Turn each line of the items below into a Markdown table with the columns "Number" and "Entry", leaving out any blank lines.

Saved items:
══════

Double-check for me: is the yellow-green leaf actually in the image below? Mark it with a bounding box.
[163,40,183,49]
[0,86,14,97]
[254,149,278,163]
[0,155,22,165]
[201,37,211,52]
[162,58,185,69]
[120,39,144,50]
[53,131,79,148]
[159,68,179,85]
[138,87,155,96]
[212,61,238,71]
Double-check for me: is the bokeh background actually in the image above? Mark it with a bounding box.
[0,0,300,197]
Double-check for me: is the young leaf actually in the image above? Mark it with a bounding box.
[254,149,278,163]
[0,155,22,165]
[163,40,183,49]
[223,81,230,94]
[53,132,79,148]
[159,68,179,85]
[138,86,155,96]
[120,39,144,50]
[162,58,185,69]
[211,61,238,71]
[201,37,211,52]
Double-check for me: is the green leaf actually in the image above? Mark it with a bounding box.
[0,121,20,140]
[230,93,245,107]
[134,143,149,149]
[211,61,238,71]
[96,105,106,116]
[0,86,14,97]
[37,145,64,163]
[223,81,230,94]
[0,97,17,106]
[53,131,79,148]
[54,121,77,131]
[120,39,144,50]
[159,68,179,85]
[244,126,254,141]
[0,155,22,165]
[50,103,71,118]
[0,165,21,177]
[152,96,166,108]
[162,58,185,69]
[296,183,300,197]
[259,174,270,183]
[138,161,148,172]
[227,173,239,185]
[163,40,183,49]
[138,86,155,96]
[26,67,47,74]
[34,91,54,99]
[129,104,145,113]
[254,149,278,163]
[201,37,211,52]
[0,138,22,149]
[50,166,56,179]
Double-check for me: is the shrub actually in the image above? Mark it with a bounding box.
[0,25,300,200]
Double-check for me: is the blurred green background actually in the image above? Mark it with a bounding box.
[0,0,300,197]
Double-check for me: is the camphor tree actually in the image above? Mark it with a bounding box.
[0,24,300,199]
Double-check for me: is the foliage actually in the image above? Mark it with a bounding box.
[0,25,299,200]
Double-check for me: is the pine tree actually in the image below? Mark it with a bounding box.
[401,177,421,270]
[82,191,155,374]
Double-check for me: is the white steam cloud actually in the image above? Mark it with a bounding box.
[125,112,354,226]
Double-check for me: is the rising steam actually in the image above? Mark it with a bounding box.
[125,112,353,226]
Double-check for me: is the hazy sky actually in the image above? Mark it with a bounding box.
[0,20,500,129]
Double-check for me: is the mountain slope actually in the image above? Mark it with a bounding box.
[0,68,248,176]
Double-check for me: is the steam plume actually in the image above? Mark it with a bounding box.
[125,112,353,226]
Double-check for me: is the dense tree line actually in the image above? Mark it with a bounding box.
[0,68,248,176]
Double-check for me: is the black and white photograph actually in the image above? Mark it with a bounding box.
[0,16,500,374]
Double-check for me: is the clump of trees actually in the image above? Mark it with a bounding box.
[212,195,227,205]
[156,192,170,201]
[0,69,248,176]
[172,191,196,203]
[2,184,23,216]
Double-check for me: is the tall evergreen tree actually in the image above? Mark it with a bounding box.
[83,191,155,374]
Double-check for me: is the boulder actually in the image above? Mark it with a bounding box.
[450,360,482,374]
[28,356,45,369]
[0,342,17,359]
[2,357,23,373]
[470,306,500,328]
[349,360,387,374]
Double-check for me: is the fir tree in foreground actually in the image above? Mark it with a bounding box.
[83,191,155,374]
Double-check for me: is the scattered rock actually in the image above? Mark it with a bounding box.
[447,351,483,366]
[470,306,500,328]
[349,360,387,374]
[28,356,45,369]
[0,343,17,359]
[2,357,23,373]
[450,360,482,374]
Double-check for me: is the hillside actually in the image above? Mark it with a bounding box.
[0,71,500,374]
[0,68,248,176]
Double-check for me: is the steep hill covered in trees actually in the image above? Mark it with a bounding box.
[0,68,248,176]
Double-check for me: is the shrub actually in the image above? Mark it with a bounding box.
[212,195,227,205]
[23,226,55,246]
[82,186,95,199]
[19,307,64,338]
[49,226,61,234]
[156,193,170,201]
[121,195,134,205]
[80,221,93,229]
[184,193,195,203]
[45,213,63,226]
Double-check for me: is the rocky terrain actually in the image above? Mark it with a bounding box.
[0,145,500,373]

══════

> _ANSWER FOR THE TASK_:
| Number | Entry |
|---|---|
| 1 | Double-check for me: is the yellow-green leaf actually in the image below? Mark it with a bounding box. |
| 2 | [163,40,183,49] |
| 3 | [0,86,14,97] |
| 4 | [254,149,278,163] |
| 5 | [0,155,22,165] |
| 6 | [201,37,211,52] |
| 7 | [162,58,185,69] |
| 8 | [120,39,144,50] |
| 9 | [53,131,79,148] |
| 10 | [159,68,179,85] |
| 11 | [138,87,155,96] |
| 12 | [212,61,238,71] |
| 13 | Double-check for me: is the bokeh background actually in the image above? Mark it with a bounding box. |
| 14 | [0,0,300,197] |
| 15 | Double-check for me: is the young leaf actually in the image above? Mark it with a bounding box. |
| 16 | [254,149,278,163] |
| 17 | [0,155,22,165] |
| 18 | [163,40,183,49] |
| 19 | [223,81,230,94] |
| 20 | [53,132,79,148] |
| 21 | [159,68,179,85] |
| 22 | [138,86,155,96] |
| 23 | [120,39,144,50] |
| 24 | [162,58,185,69] |
| 25 | [211,61,238,71] |
| 26 | [201,37,211,52] |
| 27 | Double-check for me: is the green leaf actually in the image above? Mark it with a bounding box. |
| 28 | [0,121,20,140] |
| 29 | [230,93,245,107] |
| 30 | [134,143,149,149] |
| 31 | [211,61,238,71] |
| 32 | [96,105,106,116] |
| 33 | [0,86,14,97] |
| 34 | [37,145,64,163] |
| 35 | [223,81,230,94] |
| 36 | [0,97,17,106] |
| 37 | [53,131,79,148] |
| 38 | [54,121,77,131] |
| 39 | [120,39,144,50] |
| 40 | [159,68,179,85] |
| 41 | [244,126,254,141] |
| 42 | [0,155,22,165] |
| 43 | [50,103,71,118] |
| 44 | [0,165,21,177] |
| 45 | [152,96,166,108] |
| 46 | [162,58,185,69] |
| 47 | [296,183,300,197] |
| 48 | [259,174,270,183] |
| 49 | [138,161,148,172] |
| 50 | [227,173,239,185] |
| 51 | [163,40,183,49] |
| 52 | [138,86,155,96] |
| 53 | [26,67,47,74] |
| 54 | [34,91,54,99] |
| 55 | [129,104,145,113] |
| 56 | [254,149,278,163] |
| 57 | [201,37,211,52] |
| 58 | [0,138,22,149] |
| 59 | [50,166,56,179] |
| 60 | Double-check for me: is the shrub actually in the image above? Mark it with a bounding box. |
| 61 | [0,25,300,200] |
| 62 | Double-check for me: is the blurred green background actually in the image above? Mark it with a bounding box. |
| 63 | [0,0,300,197] |
| 64 | Double-check for me: is the camphor tree actually in the image above? Mark it with a bounding box. |
| 65 | [0,24,300,199] |
| 66 | Double-check for me: is the foliage actually in the image above? Mark it with a bounding box. |
| 67 | [0,25,299,200] |
| 68 | Double-check for me: is the pine tree actually in the image below? Mark it with a bounding box. |
| 69 | [401,177,421,270] |
| 70 | [82,191,155,374] |
| 71 | Double-check for me: is the white steam cloud actually in the image above? Mark it with a bounding box. |
| 72 | [125,112,354,226] |
| 73 | Double-check for me: is the rising steam actually in the image above? Mark it with a bounding box. |
| 74 | [125,112,353,226] |
| 75 | Double-check for me: is the hazy sky actually in the image above? Mark it with a bounding box. |
| 76 | [0,20,500,129] |
| 77 | Double-check for me: is the mountain slope actually in the image above? Mark it with a bounding box. |
| 78 | [0,68,248,176] |
| 79 | Double-check for me: is the steam plume actually in the image above? Mark it with a bounding box. |
| 80 | [125,112,353,226] |
| 81 | Double-check for me: is the dense tree line actually in the image above? Mark it with a bounding box. |
| 82 | [0,68,248,176] |
| 83 | Double-check for me: is the black and white photograph actually in the image above? Mark it with a bounding box. |
| 84 | [0,16,500,374] |
| 85 | Double-check for me: is the clump of trees actually in the image above? Mark it with a bounding box. |
| 86 | [212,195,227,205] |
| 87 | [156,192,170,201] |
| 88 | [0,69,248,176] |
| 89 | [172,191,196,203] |
| 90 | [2,184,23,216] |
| 91 | Double-check for me: is the tall evergreen tree actually in the image above? Mark it with a bounding box. |
| 92 | [83,191,155,374] |
| 93 | Double-check for me: is the boulder actually in the image above? Mark it with a bounding box. |
| 94 | [450,360,482,374] |
| 95 | [28,356,45,369] |
| 96 | [0,342,17,359] |
| 97 | [2,357,23,373] |
| 98 | [470,306,500,328] |
| 99 | [349,360,387,374] |
| 100 | Double-check for me: is the fir tree in foreground actually in the image above? Mark it with a bounding box. |
| 101 | [83,191,155,374] |
| 102 | Double-check for me: is the scattered rock actually in the image above? Mark it with a bounding box. |
| 103 | [447,351,483,366] |
| 104 | [470,306,500,328] |
| 105 | [349,360,387,374] |
| 106 | [28,356,45,369] |
| 107 | [0,343,17,359] |
| 108 | [2,357,23,373] |
| 109 | [450,360,482,374] |
| 110 | Double-check for me: is the hillside actually in the image above? Mark it with a bounding box. |
| 111 | [0,71,500,374] |
| 112 | [0,68,248,176] |
| 113 | Double-check for me: is the steep hill covered in trees actually in the image above? Mark it with a bounding box. |
| 114 | [0,68,248,176] |
| 115 | Double-check for me: is the shrub actually in the image above? Mark it with a bounding box. |
| 116 | [212,195,227,205] |
| 117 | [23,226,55,246] |
| 118 | [82,186,95,199] |
| 119 | [19,307,64,338] |
| 120 | [49,226,61,234] |
| 121 | [156,193,170,201] |
| 122 | [121,195,134,205] |
| 123 | [80,221,93,229] |
| 124 | [184,193,195,203] |
| 125 | [45,213,63,226] |
| 126 | Double-check for me: is the rocky terrain actually in the image above? Mark it with a bounding box. |
| 127 | [0,145,500,373] |